**WHAT YOU WILL DO**
Reproduce the passage of the Ridge Line opinion below from "CourtUnited States Courts" to "of Washington, DC.", word for word.

Ridge Line, Inc. v. U.S., 03-5015.

Citation346 F.3d 1346
Decision Date10 October 2003
Docket NumberNo. 03-5015.,03-5015.
PartiesRIDGE LINE, INC., Plaintiff-Appellant, v. UNITED STATES, Defendant-Appellee.
CourtUnited States Courts of Appeals. United States Court of Appeals for the Federal Circuit

William C. Porth, Robinson & McElwee, PLLC, of Charleston, West Virginia, argued for plaintiff-appellant. With him on the brief were Kent J. George and Matthew S. Casto.

Mark R. Haag, Attorney, Environment & Natural Resources Division, United States Department of Justice, of Washington, DC, argued for defendant-appellee. With him on the brief were Thomas L. Sansonetti, Assistant Attorney General; Stuart B. Schoenburg, and Katherine J. Barton, Attorneys. Of counsel on the brief was William B. Neel, Attorney, Office of the General Counsel, United States Postal Service, of Washington, DC.

Robert A. Klimek, Jr., Klimek, Kolodney & Casale, P.C., of Washington, DC, filed an amicus brief for the West Virginia Land and Mineral Owners Council.

Before MICHEL, CLEVENGER, and BRYSON, Circuit Judges.

MICHEL, Circuit Judge.

Ridge Line, Inc. appeals from a judgment following trial by the United States Court of Federal Claims, Ridge Line, Inc. v. United States, No. 98-CV-929, 2002 U.S. Claims LEXIS 240 (Fed.Cl. Sept. 4, 2002), holding that increased storm drainage caused by the construction of a Postal Service facility and associated parking lots and driveways did not constitute a taking of any real property interest of Ridge Line that would justify compensation under the Takings Clause of the United States Constitution. U.S. Const. amend. V. The trial court found that the affected portion of Ridge Line's land, a ravine known as South Hollow, was not effectually destroyed nor suffered a permanent and exclusive occupation by the increased runoff from the federal land uphill from Ridge Line's property and that in any event Ridge Line failed to demonstrate quantified damages for any erosion injury to South Hollow or diminished resale value thereof. Because the trial court (1) failed to address whether the increased storm drainage constituted a taking of a flowage easement by inverse condemnation as expressly argued by Ridge Line and (2) rejected as a permissible basis of damages in any event the cost of the flood control structures Ridge Line built and twice expanded for prevention of further damage to its land, we vacate the trial court's judgment and remand for further analysis and decision consistent with this opinion.

**SUPPLIED DATA**
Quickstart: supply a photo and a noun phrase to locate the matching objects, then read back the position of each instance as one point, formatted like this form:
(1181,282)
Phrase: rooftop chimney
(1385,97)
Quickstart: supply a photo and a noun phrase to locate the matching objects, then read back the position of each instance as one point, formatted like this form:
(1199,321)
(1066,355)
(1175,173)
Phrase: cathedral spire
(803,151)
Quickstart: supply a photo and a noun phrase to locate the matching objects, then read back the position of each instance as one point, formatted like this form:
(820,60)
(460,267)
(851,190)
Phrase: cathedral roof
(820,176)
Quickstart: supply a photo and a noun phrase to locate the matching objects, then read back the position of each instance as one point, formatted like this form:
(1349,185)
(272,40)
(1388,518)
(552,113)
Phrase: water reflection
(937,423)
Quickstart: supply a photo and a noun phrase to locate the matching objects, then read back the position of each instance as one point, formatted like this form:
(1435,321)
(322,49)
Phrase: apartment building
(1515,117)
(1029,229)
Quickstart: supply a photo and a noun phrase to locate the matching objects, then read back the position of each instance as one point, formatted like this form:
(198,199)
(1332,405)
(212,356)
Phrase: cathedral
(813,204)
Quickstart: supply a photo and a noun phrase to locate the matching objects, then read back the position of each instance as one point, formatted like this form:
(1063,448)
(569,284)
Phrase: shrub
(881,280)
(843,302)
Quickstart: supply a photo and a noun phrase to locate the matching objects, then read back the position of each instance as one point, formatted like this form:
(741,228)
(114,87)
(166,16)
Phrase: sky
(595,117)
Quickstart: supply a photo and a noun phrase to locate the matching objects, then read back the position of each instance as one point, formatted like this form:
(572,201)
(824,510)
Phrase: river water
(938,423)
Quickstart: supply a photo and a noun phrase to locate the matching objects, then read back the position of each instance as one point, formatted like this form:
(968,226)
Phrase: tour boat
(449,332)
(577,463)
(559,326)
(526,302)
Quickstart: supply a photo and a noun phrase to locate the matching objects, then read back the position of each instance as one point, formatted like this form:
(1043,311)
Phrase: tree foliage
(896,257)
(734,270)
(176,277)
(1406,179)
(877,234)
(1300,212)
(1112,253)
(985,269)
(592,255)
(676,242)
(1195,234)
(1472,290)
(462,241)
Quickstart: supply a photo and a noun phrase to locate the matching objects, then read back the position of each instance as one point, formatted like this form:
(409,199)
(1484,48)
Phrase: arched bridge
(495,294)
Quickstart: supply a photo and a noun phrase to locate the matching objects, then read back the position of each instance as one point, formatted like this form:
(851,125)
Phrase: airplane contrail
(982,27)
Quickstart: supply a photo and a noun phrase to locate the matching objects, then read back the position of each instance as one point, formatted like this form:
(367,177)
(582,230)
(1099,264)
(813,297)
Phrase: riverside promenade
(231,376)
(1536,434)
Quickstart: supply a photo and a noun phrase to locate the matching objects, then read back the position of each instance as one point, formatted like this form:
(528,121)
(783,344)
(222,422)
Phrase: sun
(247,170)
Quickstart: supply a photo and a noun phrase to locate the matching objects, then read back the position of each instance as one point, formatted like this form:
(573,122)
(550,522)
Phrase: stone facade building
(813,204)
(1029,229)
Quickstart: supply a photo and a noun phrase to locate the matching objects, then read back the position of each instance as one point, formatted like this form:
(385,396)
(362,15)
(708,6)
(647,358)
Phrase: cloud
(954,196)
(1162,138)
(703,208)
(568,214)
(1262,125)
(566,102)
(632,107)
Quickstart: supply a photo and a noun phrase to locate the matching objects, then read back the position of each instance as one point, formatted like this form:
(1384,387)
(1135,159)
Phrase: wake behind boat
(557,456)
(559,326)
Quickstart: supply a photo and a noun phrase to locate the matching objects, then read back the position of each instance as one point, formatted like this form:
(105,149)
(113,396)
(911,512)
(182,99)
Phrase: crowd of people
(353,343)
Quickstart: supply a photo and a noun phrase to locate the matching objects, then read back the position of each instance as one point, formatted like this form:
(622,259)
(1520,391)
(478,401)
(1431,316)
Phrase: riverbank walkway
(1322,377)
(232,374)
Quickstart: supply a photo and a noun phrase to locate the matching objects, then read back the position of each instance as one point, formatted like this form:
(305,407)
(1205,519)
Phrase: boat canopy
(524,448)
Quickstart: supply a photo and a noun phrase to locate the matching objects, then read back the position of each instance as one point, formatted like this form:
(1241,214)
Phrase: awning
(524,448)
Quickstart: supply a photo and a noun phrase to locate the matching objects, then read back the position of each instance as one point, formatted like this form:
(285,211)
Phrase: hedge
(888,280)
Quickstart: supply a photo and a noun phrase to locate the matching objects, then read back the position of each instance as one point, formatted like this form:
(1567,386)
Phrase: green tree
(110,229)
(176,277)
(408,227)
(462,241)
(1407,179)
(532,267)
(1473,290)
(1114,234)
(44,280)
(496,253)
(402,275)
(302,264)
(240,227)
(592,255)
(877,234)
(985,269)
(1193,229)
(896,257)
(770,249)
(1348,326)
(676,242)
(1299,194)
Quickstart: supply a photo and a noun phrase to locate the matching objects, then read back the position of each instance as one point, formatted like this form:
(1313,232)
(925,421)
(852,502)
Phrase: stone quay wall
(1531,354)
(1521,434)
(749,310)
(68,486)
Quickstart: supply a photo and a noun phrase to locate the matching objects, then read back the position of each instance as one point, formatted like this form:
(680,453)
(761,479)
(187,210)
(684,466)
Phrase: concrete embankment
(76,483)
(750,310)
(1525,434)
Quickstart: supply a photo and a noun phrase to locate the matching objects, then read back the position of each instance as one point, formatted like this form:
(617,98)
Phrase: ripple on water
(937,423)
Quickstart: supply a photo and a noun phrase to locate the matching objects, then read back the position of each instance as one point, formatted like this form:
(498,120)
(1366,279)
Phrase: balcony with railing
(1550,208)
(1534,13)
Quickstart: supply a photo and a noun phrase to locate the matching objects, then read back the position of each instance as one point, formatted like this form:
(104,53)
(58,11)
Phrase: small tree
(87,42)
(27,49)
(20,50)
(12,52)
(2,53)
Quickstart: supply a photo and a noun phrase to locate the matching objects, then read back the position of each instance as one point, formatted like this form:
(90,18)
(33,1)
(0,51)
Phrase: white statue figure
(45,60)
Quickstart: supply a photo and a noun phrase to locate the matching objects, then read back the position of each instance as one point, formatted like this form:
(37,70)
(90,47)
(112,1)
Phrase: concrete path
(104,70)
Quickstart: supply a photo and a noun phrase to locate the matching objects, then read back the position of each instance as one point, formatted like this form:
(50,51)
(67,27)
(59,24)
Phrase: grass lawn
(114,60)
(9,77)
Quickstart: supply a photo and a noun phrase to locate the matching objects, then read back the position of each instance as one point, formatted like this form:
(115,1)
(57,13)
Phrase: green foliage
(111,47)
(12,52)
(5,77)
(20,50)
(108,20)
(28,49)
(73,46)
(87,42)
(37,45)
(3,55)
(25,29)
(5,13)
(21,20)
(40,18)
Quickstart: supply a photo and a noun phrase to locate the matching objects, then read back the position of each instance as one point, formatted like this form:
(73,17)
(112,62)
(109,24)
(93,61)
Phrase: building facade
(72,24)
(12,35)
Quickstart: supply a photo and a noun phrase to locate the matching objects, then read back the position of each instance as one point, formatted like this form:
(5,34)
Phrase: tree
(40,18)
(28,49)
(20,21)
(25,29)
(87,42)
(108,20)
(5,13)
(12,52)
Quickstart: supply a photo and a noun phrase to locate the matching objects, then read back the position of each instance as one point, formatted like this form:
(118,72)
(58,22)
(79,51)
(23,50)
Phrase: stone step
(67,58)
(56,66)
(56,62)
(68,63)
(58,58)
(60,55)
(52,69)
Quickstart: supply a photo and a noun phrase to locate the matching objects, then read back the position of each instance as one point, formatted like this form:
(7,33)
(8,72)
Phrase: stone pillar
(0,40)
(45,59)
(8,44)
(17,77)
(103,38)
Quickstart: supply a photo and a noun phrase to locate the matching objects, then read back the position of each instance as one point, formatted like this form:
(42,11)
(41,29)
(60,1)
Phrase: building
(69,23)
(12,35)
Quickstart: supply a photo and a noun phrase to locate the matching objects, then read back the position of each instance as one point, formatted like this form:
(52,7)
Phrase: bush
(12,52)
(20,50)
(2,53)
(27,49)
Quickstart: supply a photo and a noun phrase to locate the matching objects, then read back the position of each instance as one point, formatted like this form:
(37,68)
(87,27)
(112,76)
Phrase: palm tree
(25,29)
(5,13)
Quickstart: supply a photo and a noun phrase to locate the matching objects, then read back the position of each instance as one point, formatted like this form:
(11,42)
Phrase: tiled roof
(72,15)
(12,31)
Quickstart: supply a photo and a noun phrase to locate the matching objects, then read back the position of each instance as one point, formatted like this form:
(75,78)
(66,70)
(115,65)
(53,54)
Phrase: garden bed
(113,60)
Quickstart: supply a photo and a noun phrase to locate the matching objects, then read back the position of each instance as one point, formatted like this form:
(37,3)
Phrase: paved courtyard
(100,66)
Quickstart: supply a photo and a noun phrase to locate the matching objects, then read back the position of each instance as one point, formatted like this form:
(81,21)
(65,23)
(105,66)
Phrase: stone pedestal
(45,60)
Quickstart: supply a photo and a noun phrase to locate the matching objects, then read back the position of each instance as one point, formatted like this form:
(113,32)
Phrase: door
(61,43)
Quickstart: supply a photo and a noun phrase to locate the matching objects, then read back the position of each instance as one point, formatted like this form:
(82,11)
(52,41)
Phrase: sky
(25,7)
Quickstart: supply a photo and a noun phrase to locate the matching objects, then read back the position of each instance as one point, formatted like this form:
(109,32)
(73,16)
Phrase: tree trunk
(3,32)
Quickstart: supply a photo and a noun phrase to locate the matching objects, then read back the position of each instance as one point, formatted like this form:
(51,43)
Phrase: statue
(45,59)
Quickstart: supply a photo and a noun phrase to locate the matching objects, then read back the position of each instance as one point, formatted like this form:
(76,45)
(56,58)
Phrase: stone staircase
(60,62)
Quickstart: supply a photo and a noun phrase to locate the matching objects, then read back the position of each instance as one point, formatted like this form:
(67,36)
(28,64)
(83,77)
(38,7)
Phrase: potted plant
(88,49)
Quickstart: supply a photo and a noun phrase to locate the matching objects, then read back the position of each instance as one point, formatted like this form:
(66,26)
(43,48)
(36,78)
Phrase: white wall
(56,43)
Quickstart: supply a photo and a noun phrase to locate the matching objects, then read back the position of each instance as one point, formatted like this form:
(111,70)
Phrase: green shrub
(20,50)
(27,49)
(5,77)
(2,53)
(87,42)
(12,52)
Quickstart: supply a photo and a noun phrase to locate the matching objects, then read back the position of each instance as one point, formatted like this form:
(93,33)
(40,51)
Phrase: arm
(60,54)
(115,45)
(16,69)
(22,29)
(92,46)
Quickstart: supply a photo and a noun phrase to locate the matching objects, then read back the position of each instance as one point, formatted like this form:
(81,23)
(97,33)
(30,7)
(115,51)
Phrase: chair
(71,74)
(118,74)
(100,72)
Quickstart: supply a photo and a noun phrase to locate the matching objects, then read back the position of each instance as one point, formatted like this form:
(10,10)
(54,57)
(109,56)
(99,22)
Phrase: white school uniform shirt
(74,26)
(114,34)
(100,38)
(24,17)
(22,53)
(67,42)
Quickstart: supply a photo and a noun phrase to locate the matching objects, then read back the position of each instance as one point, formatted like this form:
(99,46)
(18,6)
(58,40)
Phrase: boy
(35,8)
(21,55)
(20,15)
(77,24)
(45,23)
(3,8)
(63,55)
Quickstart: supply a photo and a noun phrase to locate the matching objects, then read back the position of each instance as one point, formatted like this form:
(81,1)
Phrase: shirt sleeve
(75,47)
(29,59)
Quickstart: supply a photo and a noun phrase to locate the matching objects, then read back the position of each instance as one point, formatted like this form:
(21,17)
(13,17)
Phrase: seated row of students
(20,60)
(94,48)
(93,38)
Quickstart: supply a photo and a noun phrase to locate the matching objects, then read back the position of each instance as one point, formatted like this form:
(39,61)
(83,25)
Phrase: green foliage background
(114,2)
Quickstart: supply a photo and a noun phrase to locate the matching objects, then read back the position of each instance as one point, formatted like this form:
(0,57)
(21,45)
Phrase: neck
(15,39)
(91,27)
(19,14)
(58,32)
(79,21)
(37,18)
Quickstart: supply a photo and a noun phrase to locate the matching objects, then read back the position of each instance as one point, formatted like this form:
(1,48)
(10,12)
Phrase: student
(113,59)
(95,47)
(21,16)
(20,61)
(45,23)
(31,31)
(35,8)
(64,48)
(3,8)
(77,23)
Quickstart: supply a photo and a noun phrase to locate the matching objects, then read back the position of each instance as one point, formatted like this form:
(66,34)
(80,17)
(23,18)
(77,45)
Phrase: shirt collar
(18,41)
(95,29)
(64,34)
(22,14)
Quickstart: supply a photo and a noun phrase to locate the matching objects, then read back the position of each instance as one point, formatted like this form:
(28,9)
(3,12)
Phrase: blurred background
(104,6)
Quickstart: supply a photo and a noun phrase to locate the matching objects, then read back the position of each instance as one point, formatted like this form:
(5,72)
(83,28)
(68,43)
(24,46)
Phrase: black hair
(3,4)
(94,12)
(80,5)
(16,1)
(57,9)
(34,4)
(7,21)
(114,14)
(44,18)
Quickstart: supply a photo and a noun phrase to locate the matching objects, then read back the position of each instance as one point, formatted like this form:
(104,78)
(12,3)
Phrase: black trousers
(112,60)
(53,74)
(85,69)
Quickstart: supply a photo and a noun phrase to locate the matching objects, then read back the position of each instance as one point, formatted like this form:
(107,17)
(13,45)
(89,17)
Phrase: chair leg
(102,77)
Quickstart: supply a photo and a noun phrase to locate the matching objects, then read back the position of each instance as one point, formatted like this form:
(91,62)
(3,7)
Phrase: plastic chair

**CORRECT ANSWER**
CourtUnited States Courts of Appeals. United States Court of Appeals for the Federal Circuit

William C. Porth, Robinson & McElwee, PLLC, of Charleston, West Virginia, argued for plaintiff-appellant. With him on the brief were Kent J. George and Matthew S. Casto.

Mark R. Haag, Attorney, Environment & Natural Resources Division, United States Department of Justice, of Washington, DC, argued for defendant-appellee. With him on the brief were Thomas L. Sansonetti, Assistant Attorney General; Stuart B. Schoenburg, and Katherine J. Barton, Attorneys. Of counsel on the brief was William B. Neel, Attorney, Office of the General Counsel, United States Postal Service, of Washington, DC.